## Data entries

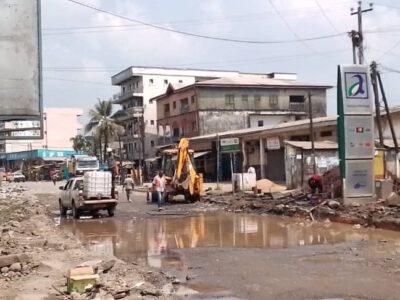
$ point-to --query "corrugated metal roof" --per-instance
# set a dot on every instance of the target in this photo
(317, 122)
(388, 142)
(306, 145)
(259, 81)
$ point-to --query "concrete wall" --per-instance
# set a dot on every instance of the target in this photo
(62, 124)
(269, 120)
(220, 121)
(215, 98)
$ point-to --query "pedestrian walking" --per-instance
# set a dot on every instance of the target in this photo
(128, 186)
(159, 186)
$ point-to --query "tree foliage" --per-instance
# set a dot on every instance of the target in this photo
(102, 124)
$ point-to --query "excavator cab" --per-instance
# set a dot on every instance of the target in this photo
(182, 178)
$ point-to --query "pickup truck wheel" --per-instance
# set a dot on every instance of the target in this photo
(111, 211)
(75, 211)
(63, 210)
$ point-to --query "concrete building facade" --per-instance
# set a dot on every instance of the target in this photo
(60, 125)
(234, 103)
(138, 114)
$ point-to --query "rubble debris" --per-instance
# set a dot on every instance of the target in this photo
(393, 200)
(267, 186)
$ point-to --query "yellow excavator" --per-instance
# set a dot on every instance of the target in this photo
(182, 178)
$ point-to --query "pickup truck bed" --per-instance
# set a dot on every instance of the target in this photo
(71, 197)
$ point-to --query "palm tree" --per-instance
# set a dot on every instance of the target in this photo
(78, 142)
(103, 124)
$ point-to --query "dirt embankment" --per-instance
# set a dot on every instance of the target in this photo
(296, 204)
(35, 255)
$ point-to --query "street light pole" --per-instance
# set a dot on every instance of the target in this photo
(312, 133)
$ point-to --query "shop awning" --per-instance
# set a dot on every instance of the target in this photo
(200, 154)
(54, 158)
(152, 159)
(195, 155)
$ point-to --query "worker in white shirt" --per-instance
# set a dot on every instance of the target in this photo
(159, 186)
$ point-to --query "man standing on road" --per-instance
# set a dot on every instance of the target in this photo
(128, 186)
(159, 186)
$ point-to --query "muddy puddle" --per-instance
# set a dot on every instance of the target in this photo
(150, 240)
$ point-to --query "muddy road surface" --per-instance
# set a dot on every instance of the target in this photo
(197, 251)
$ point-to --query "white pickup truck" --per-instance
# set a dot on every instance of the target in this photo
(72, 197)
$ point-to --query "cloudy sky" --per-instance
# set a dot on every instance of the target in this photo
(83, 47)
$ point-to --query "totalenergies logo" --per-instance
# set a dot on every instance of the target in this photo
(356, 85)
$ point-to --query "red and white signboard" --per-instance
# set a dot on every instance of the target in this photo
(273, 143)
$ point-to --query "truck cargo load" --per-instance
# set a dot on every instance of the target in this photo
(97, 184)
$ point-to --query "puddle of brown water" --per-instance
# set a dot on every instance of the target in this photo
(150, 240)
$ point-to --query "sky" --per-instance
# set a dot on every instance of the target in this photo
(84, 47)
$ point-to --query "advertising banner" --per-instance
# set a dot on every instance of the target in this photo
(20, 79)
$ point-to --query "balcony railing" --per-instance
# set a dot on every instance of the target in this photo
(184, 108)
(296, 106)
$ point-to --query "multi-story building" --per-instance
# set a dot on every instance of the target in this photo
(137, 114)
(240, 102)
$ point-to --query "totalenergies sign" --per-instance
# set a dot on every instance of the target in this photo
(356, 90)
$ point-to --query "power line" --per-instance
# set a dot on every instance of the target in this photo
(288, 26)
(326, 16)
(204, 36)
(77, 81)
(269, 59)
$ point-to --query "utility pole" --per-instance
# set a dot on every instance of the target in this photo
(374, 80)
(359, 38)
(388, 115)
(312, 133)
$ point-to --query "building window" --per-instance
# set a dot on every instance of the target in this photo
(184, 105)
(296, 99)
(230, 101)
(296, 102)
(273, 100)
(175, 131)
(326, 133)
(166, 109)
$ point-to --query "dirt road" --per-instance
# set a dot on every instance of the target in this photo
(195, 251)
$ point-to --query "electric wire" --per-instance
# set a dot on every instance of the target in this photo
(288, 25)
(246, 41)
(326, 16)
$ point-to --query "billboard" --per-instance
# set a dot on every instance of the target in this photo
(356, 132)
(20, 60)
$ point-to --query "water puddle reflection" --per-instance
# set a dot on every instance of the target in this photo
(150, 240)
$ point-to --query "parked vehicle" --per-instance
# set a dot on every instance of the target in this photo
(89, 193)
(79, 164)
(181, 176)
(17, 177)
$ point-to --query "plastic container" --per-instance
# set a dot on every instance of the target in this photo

## Objective
Transcribe every record above exactly, leaving out the pictures.

## The response
$ point-to --query "corrugated metal roof" --per-instance
# set a dot on every instance of the target in this photo
(317, 122)
(388, 142)
(306, 145)
(259, 81)
$ point-to --query "concrete wall" --per-instance
# set a dot on every instance of the target in this photo
(62, 124)
(269, 120)
(220, 121)
(215, 98)
$ point-to --query "pedestrian walking" --per-instance
# set a dot on every instance of the target in this photo
(128, 186)
(159, 186)
$ point-to --query "tree foliage" --per-instance
# set a dot on every instance of the target in this photo
(102, 124)
$ point-to --query "excavator cab" --per-instance
# set a dot on every instance of the target in this photo
(182, 178)
$ point-to --query "pickup truck wheel" --per-instance
# set a dot on every instance of the target in this photo
(111, 211)
(75, 211)
(63, 210)
$ point-to --query "concrete building facade" --per-instance
# set a dot on every instance of the target in this photo
(60, 125)
(234, 103)
(138, 114)
$ point-to --query "rubble debris" --per-instance
# set a dot on every instance of the target in this photo
(393, 200)
(267, 186)
$ point-to --query "yellow excavator" --per-instance
# set a dot on every instance of the target in this photo
(182, 178)
$ point-to --query "pickup truck bed" --per-instance
# set a dot on every instance of the target in this photo
(71, 197)
$ point-to --query "palm tree" --per-instance
# set a dot on every instance of the target in this photo
(78, 142)
(103, 124)
$ point-to --query "dirt embankment" --per-instance
# set a dot on every instance of the target in this photo
(296, 204)
(35, 255)
$ point-to --query "street light pole" --per-instance
# set a dot on every instance of the target in this photo
(312, 133)
$ point-to --query "shop awning" --per-instance
# set a dot on every instance of the target in this photo
(200, 154)
(54, 158)
(152, 159)
(195, 155)
$ point-to --query "worker in white shirt" --per-instance
# set a dot on every instance of the target in this photo
(159, 186)
$ point-to --query "man standing on road" --per-instance
# set a dot on every instance of the target in this photo
(128, 186)
(159, 186)
$ point-to --query "muddy puddle" --per-instance
# set a dot on every instance of the target in this photo
(150, 240)
$ point-to --query "muddy road surface" --per-instance
# set a dot on every instance of the target in this photo
(197, 251)
$ point-to --query "white pickup truck" --per-instance
# set a dot on every instance of the target in this photo
(72, 197)
$ point-to --query "cloudy sky" --per-instance
# set a dot on every instance of the target in this photo
(83, 47)
$ point-to --query "totalenergies logo" --per-instance
# set a dot on every instance of the target in this photo
(356, 85)
$ point-to --query "red and white signboard" --per-instance
# set a dot on every instance of the target in this photo
(273, 143)
$ point-to --query "truck cargo load" --per-instance
# set a dot on every instance of the target in this photo
(97, 184)
$ point-to --query "puddle of brown water" --per-instance
# set a dot on every instance of the target in this photo
(150, 240)
$ point-to --query "sky" --per-instance
# set a dot on every instance of the target in this photo
(84, 47)
$ point-to --query "advertising banner" --per-instance
# set a dot on every instance of the target in this photo
(20, 79)
$ point-to --query "balcony railing" --per-instance
# set a dot on every instance of the target in this photo
(184, 108)
(296, 106)
$ point-to --query "multi-story building" --per-instance
# set a dot on every instance of the target in this photo
(137, 114)
(240, 102)
$ point-to --query "totalenergies sign" --per-instance
# set a dot on every instance of the target in this photo
(356, 90)
$ point-to --query "power line" --per-instance
# set a dot on every instance of the target in this photo
(288, 26)
(326, 16)
(204, 36)
(77, 81)
(269, 59)
$ point-to --query "utility pole" --per-instance
# set a dot on every instance of the target in this photo
(374, 80)
(359, 38)
(388, 115)
(312, 133)
$ point-to --query "building window" --per-instance
# set a dot on every instance of the target in this photo
(184, 105)
(296, 99)
(230, 101)
(296, 102)
(273, 100)
(175, 131)
(326, 133)
(166, 109)
$ point-to --query "dirt road" --per-instance
# set a dot on every instance of the target in this photo
(195, 251)
$ point-to --query "electric wire" --per-instance
# set a dot on every instance of the target in this photo
(288, 25)
(246, 41)
(326, 16)
$ point-to --query "billboard" --per-instance
# set a dot on every instance of the target in this photo
(356, 132)
(20, 60)
$ point-to --query "water puddle reflection" --per-instance
# set a dot on every instance of the target in this photo
(150, 240)
$ point-to --query "parked vehicle" --per-instance
# set a dot on every instance of the target in this photo
(89, 193)
(79, 164)
(181, 176)
(17, 177)
$ point-to --query "plastic container" --per-instance
# set a dot on every instance of the target in this photo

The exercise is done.